## What needs to be done
Pictures stay out; everything else from the first line of the entries down through the line with "Task: find each instance of the bird's outstretched" gets copied exactly.
--- --- ---
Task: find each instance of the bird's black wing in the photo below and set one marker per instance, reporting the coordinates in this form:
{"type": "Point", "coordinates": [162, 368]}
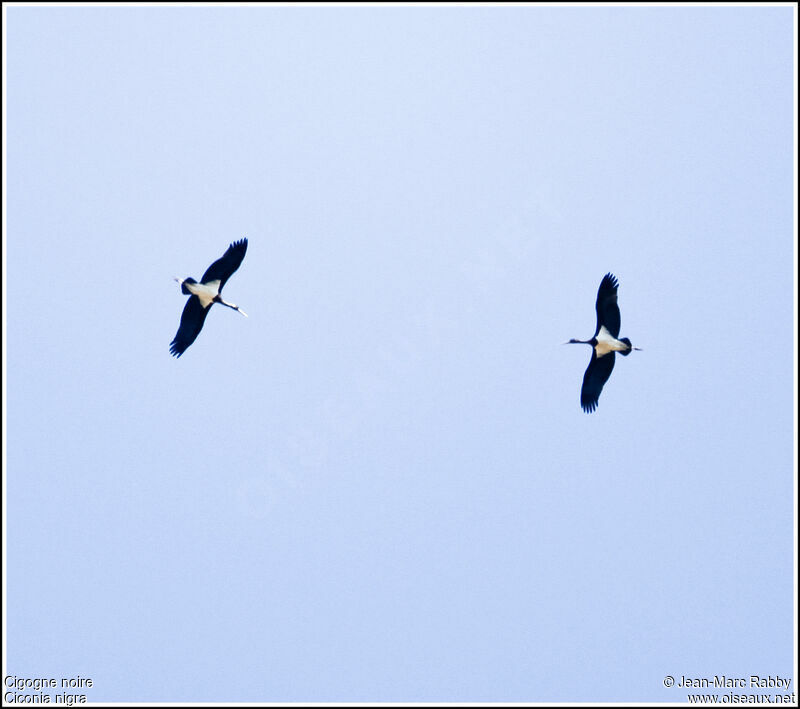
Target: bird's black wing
{"type": "Point", "coordinates": [194, 315]}
{"type": "Point", "coordinates": [597, 374]}
{"type": "Point", "coordinates": [223, 268]}
{"type": "Point", "coordinates": [607, 308]}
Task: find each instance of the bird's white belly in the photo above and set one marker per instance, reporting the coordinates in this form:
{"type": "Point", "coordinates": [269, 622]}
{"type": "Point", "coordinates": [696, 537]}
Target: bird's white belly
{"type": "Point", "coordinates": [606, 343]}
{"type": "Point", "coordinates": [205, 292]}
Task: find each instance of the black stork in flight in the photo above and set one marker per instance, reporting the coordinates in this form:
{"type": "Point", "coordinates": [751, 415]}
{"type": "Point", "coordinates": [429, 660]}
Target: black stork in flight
{"type": "Point", "coordinates": [604, 343]}
{"type": "Point", "coordinates": [204, 294]}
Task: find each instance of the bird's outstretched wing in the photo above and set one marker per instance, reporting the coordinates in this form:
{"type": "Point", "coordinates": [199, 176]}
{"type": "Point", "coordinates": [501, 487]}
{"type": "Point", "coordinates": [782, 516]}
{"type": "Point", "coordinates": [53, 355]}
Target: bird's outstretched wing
{"type": "Point", "coordinates": [597, 374]}
{"type": "Point", "coordinates": [192, 319]}
{"type": "Point", "coordinates": [607, 308]}
{"type": "Point", "coordinates": [223, 268]}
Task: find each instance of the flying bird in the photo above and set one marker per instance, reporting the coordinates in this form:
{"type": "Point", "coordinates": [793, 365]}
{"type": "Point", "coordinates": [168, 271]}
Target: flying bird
{"type": "Point", "coordinates": [604, 343]}
{"type": "Point", "coordinates": [204, 294]}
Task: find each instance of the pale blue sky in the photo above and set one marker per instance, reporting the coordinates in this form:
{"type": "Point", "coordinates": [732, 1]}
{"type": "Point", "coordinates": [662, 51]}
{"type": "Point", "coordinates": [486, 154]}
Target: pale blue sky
{"type": "Point", "coordinates": [380, 486]}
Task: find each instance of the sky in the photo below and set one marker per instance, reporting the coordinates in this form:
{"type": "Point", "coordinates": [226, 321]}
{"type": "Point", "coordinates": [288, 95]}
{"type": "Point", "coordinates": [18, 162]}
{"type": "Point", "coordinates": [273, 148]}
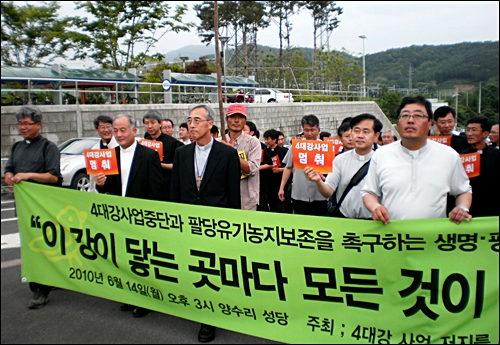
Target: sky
{"type": "Point", "coordinates": [386, 25]}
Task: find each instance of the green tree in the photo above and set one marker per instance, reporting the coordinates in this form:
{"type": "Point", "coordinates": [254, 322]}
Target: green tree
{"type": "Point", "coordinates": [389, 102]}
{"type": "Point", "coordinates": [198, 67]}
{"type": "Point", "coordinates": [338, 68]}
{"type": "Point", "coordinates": [280, 12]}
{"type": "Point", "coordinates": [32, 34]}
{"type": "Point", "coordinates": [324, 14]}
{"type": "Point", "coordinates": [245, 16]}
{"type": "Point", "coordinates": [122, 32]}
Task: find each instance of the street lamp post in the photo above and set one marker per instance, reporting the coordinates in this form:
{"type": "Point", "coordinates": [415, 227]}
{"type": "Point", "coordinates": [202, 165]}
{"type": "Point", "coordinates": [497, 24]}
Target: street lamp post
{"type": "Point", "coordinates": [364, 69]}
{"type": "Point", "coordinates": [223, 41]}
{"type": "Point", "coordinates": [184, 59]}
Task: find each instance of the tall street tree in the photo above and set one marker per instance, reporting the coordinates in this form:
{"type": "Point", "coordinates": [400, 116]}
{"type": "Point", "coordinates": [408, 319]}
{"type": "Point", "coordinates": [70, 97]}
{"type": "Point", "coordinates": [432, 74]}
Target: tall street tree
{"type": "Point", "coordinates": [32, 35]}
{"type": "Point", "coordinates": [122, 33]}
{"type": "Point", "coordinates": [280, 13]}
{"type": "Point", "coordinates": [324, 14]}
--- --- ---
## Output for this task
Task: find each instance of the bird's black wing in the photo below and set one marker per instance, reporting the coordinates in this form:
{"type": "Point", "coordinates": [162, 368]}
Target: bird's black wing
{"type": "Point", "coordinates": [194, 315]}
{"type": "Point", "coordinates": [597, 374]}
{"type": "Point", "coordinates": [223, 268]}
{"type": "Point", "coordinates": [607, 308]}
Task: find each instance of the bird's white belly in the photo above and set one marker per instance, reporting the coordinates in this form:
{"type": "Point", "coordinates": [269, 622]}
{"type": "Point", "coordinates": [696, 537]}
Target: bird's white belly
{"type": "Point", "coordinates": [606, 343]}
{"type": "Point", "coordinates": [205, 292]}
Task: find each instance of the black stork in flight in the photo above and set one marker per instance, reporting the coordinates in this form:
{"type": "Point", "coordinates": [751, 415]}
{"type": "Point", "coordinates": [429, 660]}
Target: black stork in flight
{"type": "Point", "coordinates": [604, 343]}
{"type": "Point", "coordinates": [204, 294]}
Task: find each instance of the bird's outstretched wing in the photo above and set one marker per instance, reporting the coordinates in this form:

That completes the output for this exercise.